**Directions:**
Each line must appear in the answer exactly as it does in the data.

**Materials provided:**
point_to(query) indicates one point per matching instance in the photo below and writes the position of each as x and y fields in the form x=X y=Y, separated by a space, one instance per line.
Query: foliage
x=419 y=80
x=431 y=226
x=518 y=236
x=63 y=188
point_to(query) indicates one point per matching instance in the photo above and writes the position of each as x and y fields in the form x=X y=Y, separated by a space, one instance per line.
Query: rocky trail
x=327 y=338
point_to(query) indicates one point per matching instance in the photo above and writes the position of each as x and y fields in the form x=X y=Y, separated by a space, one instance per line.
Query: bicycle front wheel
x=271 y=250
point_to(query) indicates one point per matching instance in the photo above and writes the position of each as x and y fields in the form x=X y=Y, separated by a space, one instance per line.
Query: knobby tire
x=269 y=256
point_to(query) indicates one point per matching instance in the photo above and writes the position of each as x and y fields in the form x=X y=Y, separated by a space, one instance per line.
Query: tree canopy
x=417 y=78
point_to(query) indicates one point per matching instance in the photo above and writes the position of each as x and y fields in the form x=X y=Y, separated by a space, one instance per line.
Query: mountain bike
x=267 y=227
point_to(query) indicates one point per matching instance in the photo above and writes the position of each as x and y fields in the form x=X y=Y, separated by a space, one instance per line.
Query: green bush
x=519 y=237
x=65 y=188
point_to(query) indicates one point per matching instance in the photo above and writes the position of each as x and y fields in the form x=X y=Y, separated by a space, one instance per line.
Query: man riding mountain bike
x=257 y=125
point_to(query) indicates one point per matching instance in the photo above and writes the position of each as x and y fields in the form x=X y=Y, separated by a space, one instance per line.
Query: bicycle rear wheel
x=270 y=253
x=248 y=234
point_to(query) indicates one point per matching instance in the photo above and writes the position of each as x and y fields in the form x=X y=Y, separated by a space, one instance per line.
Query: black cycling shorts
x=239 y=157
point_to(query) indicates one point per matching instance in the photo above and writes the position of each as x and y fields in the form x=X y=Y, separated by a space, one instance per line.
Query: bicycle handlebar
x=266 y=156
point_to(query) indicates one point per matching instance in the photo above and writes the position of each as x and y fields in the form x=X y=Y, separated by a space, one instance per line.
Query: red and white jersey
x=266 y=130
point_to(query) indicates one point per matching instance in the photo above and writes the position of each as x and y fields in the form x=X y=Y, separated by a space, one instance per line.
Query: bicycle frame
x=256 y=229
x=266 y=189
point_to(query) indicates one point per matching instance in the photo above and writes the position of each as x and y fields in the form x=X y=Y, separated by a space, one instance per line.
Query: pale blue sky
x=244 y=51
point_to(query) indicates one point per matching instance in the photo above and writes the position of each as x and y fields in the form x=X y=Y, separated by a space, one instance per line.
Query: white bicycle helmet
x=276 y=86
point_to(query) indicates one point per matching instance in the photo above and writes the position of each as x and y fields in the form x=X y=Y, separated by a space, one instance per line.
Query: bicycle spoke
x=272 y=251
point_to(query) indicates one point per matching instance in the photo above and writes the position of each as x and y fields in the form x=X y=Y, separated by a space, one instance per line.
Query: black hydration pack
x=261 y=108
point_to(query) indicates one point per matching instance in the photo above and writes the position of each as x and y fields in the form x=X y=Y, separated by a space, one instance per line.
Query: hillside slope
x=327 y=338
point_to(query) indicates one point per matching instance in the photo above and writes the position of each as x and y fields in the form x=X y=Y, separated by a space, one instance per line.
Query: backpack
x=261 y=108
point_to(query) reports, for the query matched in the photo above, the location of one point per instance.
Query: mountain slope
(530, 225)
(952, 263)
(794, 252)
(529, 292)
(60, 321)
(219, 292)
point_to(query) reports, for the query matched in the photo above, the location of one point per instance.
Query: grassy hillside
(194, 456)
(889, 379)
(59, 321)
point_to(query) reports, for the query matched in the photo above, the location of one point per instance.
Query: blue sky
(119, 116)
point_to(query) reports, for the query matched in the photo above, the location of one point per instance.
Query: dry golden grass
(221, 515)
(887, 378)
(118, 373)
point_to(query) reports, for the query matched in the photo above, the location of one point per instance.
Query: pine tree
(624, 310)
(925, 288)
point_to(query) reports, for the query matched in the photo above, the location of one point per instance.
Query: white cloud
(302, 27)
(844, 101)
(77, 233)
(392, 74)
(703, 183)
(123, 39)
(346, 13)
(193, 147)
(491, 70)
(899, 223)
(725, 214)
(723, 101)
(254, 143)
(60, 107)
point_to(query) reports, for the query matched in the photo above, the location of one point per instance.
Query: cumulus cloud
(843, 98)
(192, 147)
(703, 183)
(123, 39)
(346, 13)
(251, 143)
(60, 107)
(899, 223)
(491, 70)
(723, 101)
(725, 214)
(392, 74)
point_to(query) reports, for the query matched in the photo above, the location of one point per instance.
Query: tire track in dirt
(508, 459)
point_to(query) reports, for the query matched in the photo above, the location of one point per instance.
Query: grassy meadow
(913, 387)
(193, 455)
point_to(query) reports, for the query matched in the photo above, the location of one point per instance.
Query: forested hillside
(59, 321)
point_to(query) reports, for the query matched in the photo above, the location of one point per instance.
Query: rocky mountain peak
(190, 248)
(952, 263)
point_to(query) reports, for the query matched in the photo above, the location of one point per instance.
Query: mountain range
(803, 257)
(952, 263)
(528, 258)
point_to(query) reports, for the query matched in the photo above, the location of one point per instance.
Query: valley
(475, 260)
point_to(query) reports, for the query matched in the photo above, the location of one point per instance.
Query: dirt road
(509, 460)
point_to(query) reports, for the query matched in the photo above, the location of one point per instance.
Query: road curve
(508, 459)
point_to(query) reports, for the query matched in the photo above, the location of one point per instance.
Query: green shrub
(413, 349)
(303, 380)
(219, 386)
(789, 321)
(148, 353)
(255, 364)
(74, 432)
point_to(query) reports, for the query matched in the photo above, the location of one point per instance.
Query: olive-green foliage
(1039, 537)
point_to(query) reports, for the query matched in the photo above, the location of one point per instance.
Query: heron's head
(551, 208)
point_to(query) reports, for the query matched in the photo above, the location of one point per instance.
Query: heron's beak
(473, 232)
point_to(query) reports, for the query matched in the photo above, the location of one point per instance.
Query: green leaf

**Exercise solution:**
point_to(query) indicates one point per matching instance in the photo below and writes the position of each as x and y fields in the form x=X y=Y, separated by a space, one instance per line.
Query: foliage
x=419 y=80
x=431 y=226
x=518 y=236
x=63 y=188
point_to(query) indicates one point per matching instance in the photo above and writes the position of each as x and y fields in the form x=X y=Y, separated by a space, one instance per line.
Query: rocky trail
x=327 y=338
point_to(query) indicates one point per matching instance in the photo above and writes the position of each as x and y fields in the form x=X y=Y, separated by a space, one instance per line.
Query: bicycle front wheel
x=271 y=250
point_to(query) indicates one point per matching instance in the photo above and writes the position of each as x and y fields in the form x=X y=Y, separated by a space, one instance per line.
Query: knobby tire
x=269 y=256
point_to(query) indicates one point per matching instance in the photo above and writes the position of each as x and y fields in the form x=X y=Y, separated by a space, one instance per line.
Query: tree canopy
x=417 y=78
point_to(query) indicates one point per matching instance in the photo above and writes the position of each as x and y fields in the form x=X y=Y, separated by a space, one instance per line.
Query: mountain bike
x=267 y=227
point_to(query) indicates one point per matching instance in the photo above and writes the position of each as x and y fields in the form x=X y=Y, separated by a space, one instance per line.
Query: green bush
x=519 y=237
x=65 y=188
point_to(query) indicates one point per matching instance in the photo above and writes the position of each as x and y fields in the form x=X y=Y, separated by a space, one instance per line.
Query: man riding mountain bike
x=257 y=125
point_to(query) indicates one point per matching instance in the photo above and writes the position of each as x and y fields in the form x=X y=Y, separated by a space, one instance per line.
Query: bicycle rear wheel
x=270 y=253
x=248 y=234
point_to(query) indicates one point per matching instance in the photo above and writes the position of each as x and y fields in the form x=X y=Y, separated by a space, one instance per line.
Query: black cycling shorts
x=239 y=157
point_to(query) indicates one point per matching instance in the photo above and writes the position of each as x and y fields in the form x=X y=Y, separated by a space, one instance per line.
Query: bicycle handlebar
x=266 y=156
point_to(query) indicates one point per matching instance in the photo above and writes the position of each as x and y fields in the form x=X y=Y, separated by a space, one instance per line.
Query: red and white jersey
x=266 y=130
point_to(query) indicates one point per matching instance in the photo above and writes the position of each as x and y fields in the form x=X y=Y, separated by a space, one instance per line.
Query: bicycle frame
x=256 y=229
x=266 y=189
point_to(query) indicates one point per matching instance in the photo above and writes the position of each as x and y fields in the form x=X y=Y, separated by a space, one instance per line.
Query: pale blue sky
x=244 y=51
point_to(query) indicates one point per matching instance in the photo above and writes the position of each as x and y fields in the form x=X y=Y, separated by a space, one instance per line.
Query: white bicycle helmet
x=276 y=86
point_to(query) indicates one point per matching instance in the photo above and writes the position of each as x and y fields in the form x=X y=Y, separated by a space, one instance per line.
Query: bicycle spoke
x=272 y=251
point_to(query) indicates one point per matching instance in the photo above and writes the position of each as x and y fields in the form x=X y=Y, separated by a space, one instance per line.
Query: black hydration pack
x=261 y=108
point_to(query) indicates one point per matching instance in the photo above and writes the position of each as x and y fields in the form x=X y=Y, separated by a space, one instance per line.
Query: hillside slope
x=327 y=338
point_to(query) indicates one point per matching instance in the photo above and writes the position of each as x and y fields in the form x=X y=Y, separated by a space, one instance per line.
Query: backpack
x=261 y=108
point_to(query) reports, for the query matched in the photo above, the location of one point per instance.
Query: mountain slope
(530, 225)
(952, 263)
(794, 252)
(529, 292)
(60, 321)
(219, 292)
point_to(query) reports, for the query matched in the photo above, the location of one point per instance.
Query: grassy hillside
(194, 456)
(889, 379)
(59, 321)
point_to(query) reports, for the query matched in the photo above, the location of one point per instance.
Query: blue sky
(119, 116)
point_to(query) reports, for the query matched in the photo above, the location of one point per instance.
Query: dry golden grass
(221, 515)
(887, 378)
(118, 373)
point_to(query) reports, for the query matched in the photo above, the location of one point per instance.
Query: pine tree
(624, 310)
(925, 288)
point_to(query) reports, for the query matched in the photo above, the location of one point per instance.
Query: white cloud
(302, 27)
(844, 101)
(77, 233)
(392, 74)
(703, 183)
(123, 39)
(346, 13)
(193, 147)
(491, 70)
(899, 223)
(725, 214)
(723, 101)
(254, 143)
(60, 107)
point_to(query) reports, for the query matched in the photo above, the location of one point per instance.
Query: cumulus cloud
(843, 98)
(192, 147)
(703, 183)
(123, 39)
(346, 13)
(251, 143)
(60, 107)
(899, 223)
(491, 70)
(723, 101)
(725, 214)
(392, 74)
point_to(query) reports, for the query matched in the photo above, the location of one point per instance.
Query: tire track in dirt
(508, 459)
point_to(query) reports, for the query matched in the photo above, the location of one point per instance.
Query: grassy meadow
(913, 387)
(193, 455)
point_to(query) reports, for the query matched in the photo above, the location of one point per instance.
Query: forested hillside
(59, 321)
point_to(query) reports, for the query matched in the photo above, the location of one point per instance.
Query: rocky mountain peak
(190, 248)
(952, 263)
point_to(query) reports, for the query matched in the photo above, the location of one point per instance.
Query: mountain range
(803, 257)
(952, 263)
(528, 258)
point_to(query) reports, for the query matched in the photo above, the location of one point per instance.
Query: valley
(475, 260)
point_to(query) reports, for the query matched in the photo above, the location of one point per instance.
Query: dirt road
(509, 460)
point_to(query) reports, for the query matched in the photo above, the location of one point per instance.
Query: road curve
(508, 459)
point_to(query) reports, for the query matched in the photo above, the location of one point per instance.
Query: green shrub
(413, 349)
(303, 380)
(219, 386)
(789, 321)
(148, 353)
(255, 364)
(74, 432)
point_to(query) reports, for the query matched in the photo above, the location of one point per instance.
Query: olive-green foliage
(1039, 537)
point_to(query) reports, for the query matched in the photo above, the location of one point per instance.
Query: heron's head
(551, 208)
point_to(query) reports, for the query matched in the photo above, the location of one point per instance.
Query: heron's beak
(473, 232)
point_to(query) reports, for the query matched in the photo above, the location of one point per instance.
Query: green leaf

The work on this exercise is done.